REQUIRED ACTION
All that is wanted is the exact lines from the first line of the data below through the line with "78L89 115L158 103L159", both ends included, with pictures omitted.

[Dataset entries]
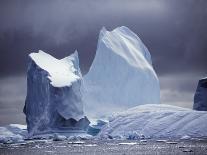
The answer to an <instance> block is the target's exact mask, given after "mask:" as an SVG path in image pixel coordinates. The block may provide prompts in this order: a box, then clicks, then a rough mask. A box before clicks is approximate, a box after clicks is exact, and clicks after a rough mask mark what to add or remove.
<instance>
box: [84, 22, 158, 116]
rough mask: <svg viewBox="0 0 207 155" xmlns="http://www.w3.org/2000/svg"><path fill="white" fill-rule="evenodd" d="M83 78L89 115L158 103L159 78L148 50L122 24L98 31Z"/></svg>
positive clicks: (102, 29) (105, 114)
mask: <svg viewBox="0 0 207 155" xmlns="http://www.w3.org/2000/svg"><path fill="white" fill-rule="evenodd" d="M83 81H84V85H83V86H84V87H83V89H82V90H83V100H84V104H85V112H86V114H87V115H88V116H90V117H92V118H94V117H97V118H101V117H104V116H107V115H109V114H111V113H113V112H115V111H123V110H126V109H128V108H131V107H134V106H137V105H141V104H159V103H160V86H159V80H158V78H157V75H156V73H155V71H154V69H153V66H152V60H151V56H150V53H149V51H148V49H147V48H146V46H145V45H144V44H143V42H142V41H141V40H140V38H139V37H138V36H137V35H136V34H135V33H133V32H132V31H131V30H130V29H128V28H127V27H124V26H122V27H118V28H116V29H114V30H113V31H107V30H106V29H105V28H103V29H102V30H101V32H100V34H99V40H98V45H97V50H96V55H95V58H94V61H93V63H92V65H91V67H90V70H89V72H88V73H87V74H86V75H85V76H84V80H83Z"/></svg>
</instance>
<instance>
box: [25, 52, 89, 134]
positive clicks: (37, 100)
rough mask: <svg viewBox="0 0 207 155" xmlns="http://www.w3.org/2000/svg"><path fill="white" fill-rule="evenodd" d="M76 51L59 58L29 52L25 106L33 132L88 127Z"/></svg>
mask: <svg viewBox="0 0 207 155" xmlns="http://www.w3.org/2000/svg"><path fill="white" fill-rule="evenodd" d="M81 84H82V75H81V72H80V69H79V60H78V53H77V51H76V52H74V53H73V54H72V55H70V56H68V57H66V58H63V59H60V60H59V59H56V58H54V57H52V56H51V55H49V54H47V53H45V52H43V51H39V52H38V53H31V54H30V55H29V63H28V69H27V96H26V101H25V106H24V110H23V111H24V113H25V115H26V122H27V129H28V133H29V134H30V135H38V134H43V133H51V132H67V131H69V130H86V128H87V126H88V125H89V120H88V119H87V117H85V116H84V112H83V103H82V97H81V91H80V88H81Z"/></svg>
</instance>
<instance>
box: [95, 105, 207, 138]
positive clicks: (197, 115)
mask: <svg viewBox="0 0 207 155" xmlns="http://www.w3.org/2000/svg"><path fill="white" fill-rule="evenodd" d="M206 119H207V112H205V111H194V110H191V109H185V108H181V107H176V106H170V105H164V104H160V105H150V104H148V105H140V106H137V107H134V108H131V109H129V110H127V111H125V112H121V113H118V114H115V115H114V116H112V117H111V118H110V120H109V123H108V124H106V125H105V126H104V127H103V128H102V129H101V131H100V133H99V135H98V136H99V137H101V138H121V139H141V138H152V139H153V138H154V139H157V138H166V139H170V138H173V139H177V138H182V137H186V136H188V137H191V138H200V137H203V138H205V137H207V130H206V129H207V124H206Z"/></svg>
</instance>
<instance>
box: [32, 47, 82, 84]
mask: <svg viewBox="0 0 207 155" xmlns="http://www.w3.org/2000/svg"><path fill="white" fill-rule="evenodd" d="M75 54H76V52H75V53H74V55H75ZM29 56H30V57H31V58H32V60H34V62H35V63H36V64H37V65H38V66H39V67H40V68H42V69H43V70H45V71H47V72H48V73H49V76H48V78H49V79H50V80H51V84H52V85H53V86H54V87H64V86H71V85H72V83H73V82H75V81H77V80H78V79H80V77H79V76H78V75H76V74H75V72H76V69H75V68H74V64H73V62H72V61H71V58H70V56H69V57H66V58H63V59H60V60H59V59H56V58H54V57H53V56H51V55H49V54H47V53H45V52H43V51H41V50H39V52H38V53H31V54H30V55H29Z"/></svg>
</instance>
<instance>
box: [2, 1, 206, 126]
mask: <svg viewBox="0 0 207 155" xmlns="http://www.w3.org/2000/svg"><path fill="white" fill-rule="evenodd" d="M206 19H207V1H206V0H182V1H181V0H173V1H172V0H88V1H81V0H44V1H41V0H35V1H32V0H31V1H28V0H15V1H13V0H1V1H0V53H1V56H0V85H1V87H0V125H6V124H10V123H25V116H24V114H23V113H22V109H23V106H24V101H25V96H26V69H27V58H28V54H29V53H31V52H37V51H38V50H39V49H41V50H43V51H45V52H47V53H50V54H51V55H53V56H55V57H57V58H63V57H65V56H68V55H70V54H71V53H72V52H74V51H75V50H76V49H77V50H78V52H79V56H80V67H81V70H82V72H83V74H85V73H87V71H88V69H89V67H90V65H91V63H92V61H93V58H94V56H95V52H96V46H97V40H98V35H99V31H100V29H101V28H102V27H103V26H105V27H106V29H107V30H113V29H114V28H116V27H118V26H122V25H123V26H127V27H129V28H130V29H131V30H132V31H134V32H135V33H136V34H137V35H138V36H139V37H140V38H141V40H142V41H143V42H144V44H145V45H146V46H147V48H148V49H149V51H150V53H151V55H152V61H153V66H154V69H155V71H156V73H157V74H158V77H159V80H160V85H161V102H162V104H171V105H176V106H182V107H187V108H192V105H193V95H194V93H195V90H196V86H197V82H198V80H199V79H200V78H202V77H205V76H207V70H206V66H207V61H206V59H207V30H206V28H207V20H206Z"/></svg>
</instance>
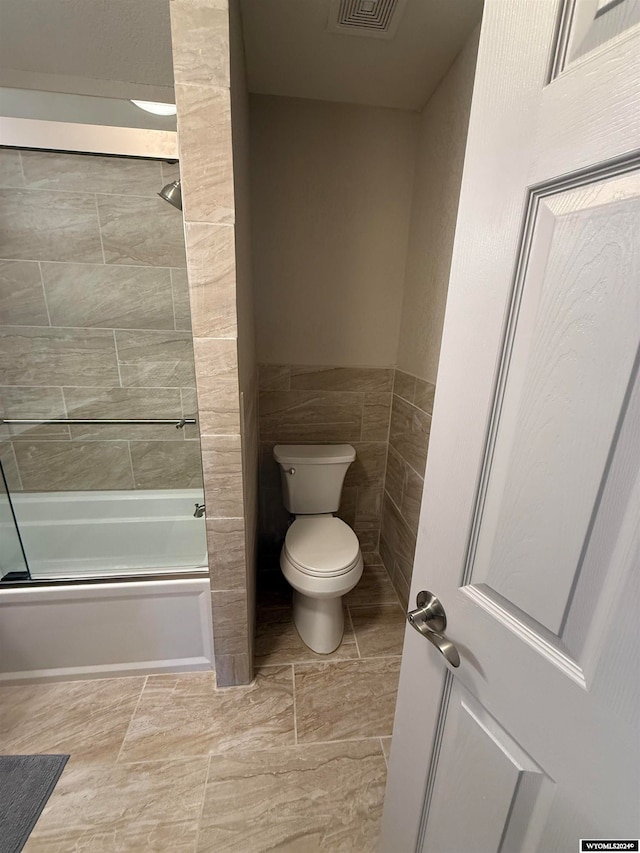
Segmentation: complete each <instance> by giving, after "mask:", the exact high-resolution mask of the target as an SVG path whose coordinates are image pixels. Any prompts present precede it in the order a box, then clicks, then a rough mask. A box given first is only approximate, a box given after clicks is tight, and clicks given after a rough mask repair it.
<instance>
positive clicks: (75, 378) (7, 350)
mask: <svg viewBox="0 0 640 853" xmlns="http://www.w3.org/2000/svg"><path fill="white" fill-rule="evenodd" d="M0 337H1V338H2V351H1V352H0V373H1V374H2V376H3V377H4V382H5V383H6V384H9V385H117V384H118V365H117V362H116V351H115V346H114V342H113V333H112V332H110V331H107V330H103V329H50V328H45V327H39V328H38V327H35V326H33V327H26V326H13V327H5V328H4V329H0Z"/></svg>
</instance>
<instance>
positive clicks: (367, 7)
mask: <svg viewBox="0 0 640 853" xmlns="http://www.w3.org/2000/svg"><path fill="white" fill-rule="evenodd" d="M406 4H407V0H331V9H330V11H329V24H328V26H327V29H328V30H329V32H332V33H343V34H344V35H349V36H369V37H370V38H385V39H390V38H393V36H394V35H395V32H396V29H397V27H398V23H399V21H400V18H401V17H402V12H403V11H404V7H405V6H406Z"/></svg>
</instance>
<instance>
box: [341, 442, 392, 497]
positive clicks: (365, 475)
mask: <svg viewBox="0 0 640 853" xmlns="http://www.w3.org/2000/svg"><path fill="white" fill-rule="evenodd" d="M352 444H353V447H354V448H355V451H356V459H355V462H352V463H351V465H350V466H349V470H348V471H347V476H346V477H345V481H344V484H345V486H379V487H380V488H382V486H383V484H384V466H385V460H386V458H387V445H386V442H383V441H354V442H352Z"/></svg>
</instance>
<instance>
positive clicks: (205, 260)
mask: <svg viewBox="0 0 640 853" xmlns="http://www.w3.org/2000/svg"><path fill="white" fill-rule="evenodd" d="M185 233H186V240H187V251H188V256H189V261H188V268H189V295H190V300H191V306H192V312H193V313H192V327H193V334H194V335H195V337H203V338H235V337H237V333H238V325H237V321H236V259H235V239H234V229H233V227H232V226H230V225H210V224H208V223H205V222H187V224H186V231H185Z"/></svg>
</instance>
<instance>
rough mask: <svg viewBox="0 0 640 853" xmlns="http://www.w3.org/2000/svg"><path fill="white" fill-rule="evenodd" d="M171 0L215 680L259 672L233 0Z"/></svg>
mask: <svg viewBox="0 0 640 853" xmlns="http://www.w3.org/2000/svg"><path fill="white" fill-rule="evenodd" d="M170 6H171V31H172V38H173V59H174V73H175V97H176V104H177V110H178V144H179V151H180V173H181V177H182V200H183V207H184V218H185V237H186V253H187V270H188V278H189V294H190V302H191V314H192V325H193V343H194V354H195V372H196V388H197V394H198V409H199V423H200V435H201V446H202V459H203V471H204V491H205V503H206V507H207V510H206V515H207V543H208V548H209V569H210V573H211V590H212V592H211V600H212V609H213V626H214V627H213V637H214V650H215V663H216V678H217V684H218V686H219V687H226V686H231V685H236V684H246V683H248V682H249V681H251V680H252V678H253V665H252V646H253V637H252V633H253V615H252V613H251V612H250V611H251V610H252V604H253V602H252V599H253V596H252V595H251V594H250V588H251V577H252V572H253V566H252V565H251V562H252V561H251V559H249V560H247V547H246V542H247V541H249V542H250V541H251V536H250V535H249V536H246V535H245V534H246V531H245V517H246V515H247V514H246V512H245V500H246V497H247V496H246V495H245V489H246V488H249V485H250V484H248V482H246V481H245V482H243V450H244V451H246V448H245V447H244V446H243V444H244V442H243V433H242V429H241V421H242V420H243V418H241V393H240V391H241V389H240V384H239V369H238V307H237V294H236V240H237V233H236V224H235V223H236V217H235V197H234V163H233V147H232V121H231V91H230V86H231V84H230V51H231V46H230V33H229V9H228V3H227V0H172V2H171V4H170ZM244 456H245V458H247V456H248V454H246V452H245V453H244ZM245 483H246V485H245ZM249 491H250V488H249ZM249 517H251V514H249Z"/></svg>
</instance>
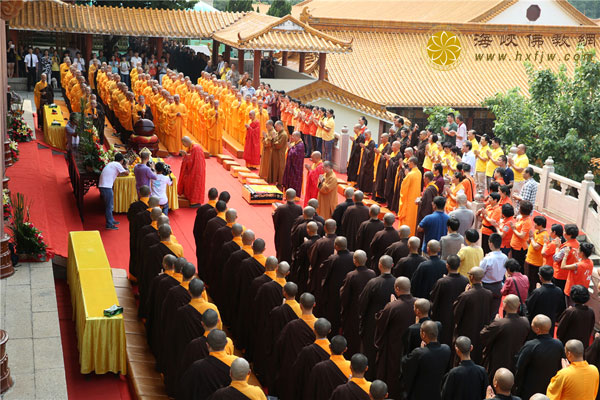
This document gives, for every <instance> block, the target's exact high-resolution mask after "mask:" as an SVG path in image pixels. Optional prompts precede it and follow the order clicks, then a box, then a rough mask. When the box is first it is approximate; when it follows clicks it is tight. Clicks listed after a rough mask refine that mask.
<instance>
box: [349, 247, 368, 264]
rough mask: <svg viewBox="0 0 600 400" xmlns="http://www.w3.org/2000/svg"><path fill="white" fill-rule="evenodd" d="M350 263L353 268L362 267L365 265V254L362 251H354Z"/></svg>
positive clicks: (365, 259) (366, 253) (359, 250)
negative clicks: (353, 262)
mask: <svg viewBox="0 0 600 400" xmlns="http://www.w3.org/2000/svg"><path fill="white" fill-rule="evenodd" d="M352 261H354V265H355V266H357V267H364V266H365V264H366V263H367V253H365V252H364V250H356V251H355V252H354V255H353V256H352Z"/></svg>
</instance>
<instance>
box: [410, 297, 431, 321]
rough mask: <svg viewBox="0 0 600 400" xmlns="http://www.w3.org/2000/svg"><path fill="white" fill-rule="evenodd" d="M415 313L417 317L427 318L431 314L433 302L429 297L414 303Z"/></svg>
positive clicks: (419, 318)
mask: <svg viewBox="0 0 600 400" xmlns="http://www.w3.org/2000/svg"><path fill="white" fill-rule="evenodd" d="M413 307H414V309H415V315H416V316H417V318H419V319H421V318H425V317H428V316H429V310H430V309H431V303H430V302H429V300H427V299H417V300H415V304H414V306H413Z"/></svg>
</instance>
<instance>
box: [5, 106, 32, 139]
mask: <svg viewBox="0 0 600 400" xmlns="http://www.w3.org/2000/svg"><path fill="white" fill-rule="evenodd" d="M6 129H7V130H8V137H9V138H10V140H13V141H16V142H29V141H31V139H32V138H33V131H32V130H31V128H29V126H28V125H27V123H26V122H25V119H23V111H22V110H13V111H10V112H9V113H8V115H7V117H6Z"/></svg>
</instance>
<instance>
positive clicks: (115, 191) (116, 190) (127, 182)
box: [113, 173, 179, 213]
mask: <svg viewBox="0 0 600 400" xmlns="http://www.w3.org/2000/svg"><path fill="white" fill-rule="evenodd" d="M171 178H172V179H173V184H172V185H171V186H167V199H169V211H171V210H177V209H178V208H179V197H177V177H175V175H171ZM113 196H114V197H113V204H114V209H113V211H114V212H119V213H124V212H127V210H129V206H130V205H131V203H133V202H135V201H137V199H138V195H137V189H136V187H135V176H134V175H133V173H131V174H129V176H120V177H118V178H117V179H116V180H115V183H114V185H113Z"/></svg>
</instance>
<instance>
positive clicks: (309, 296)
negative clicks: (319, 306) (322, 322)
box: [300, 292, 315, 314]
mask: <svg viewBox="0 0 600 400" xmlns="http://www.w3.org/2000/svg"><path fill="white" fill-rule="evenodd" d="M314 306H315V296H313V295H312V294H310V293H308V292H306V293H302V295H301V296H300V308H301V309H302V314H312V309H313V308H314Z"/></svg>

RESPONSE FOR THIS EXERCISE
The answer to an <instance> block is the target's exact mask, given after "mask:" as an SVG path in image pixel coordinates. The block may provide prompts in this order: a box, then clicks, then a rough mask. A box before clicks is approximate, a box after clicks is exact, and clicks after a rough mask mark what to add or remove.
<instance>
box: [84, 22, 158, 116]
rough mask: <svg viewBox="0 0 207 155" xmlns="http://www.w3.org/2000/svg"><path fill="white" fill-rule="evenodd" d="M83 78L89 115L158 103L159 78L148 50L122 24L98 31Z"/></svg>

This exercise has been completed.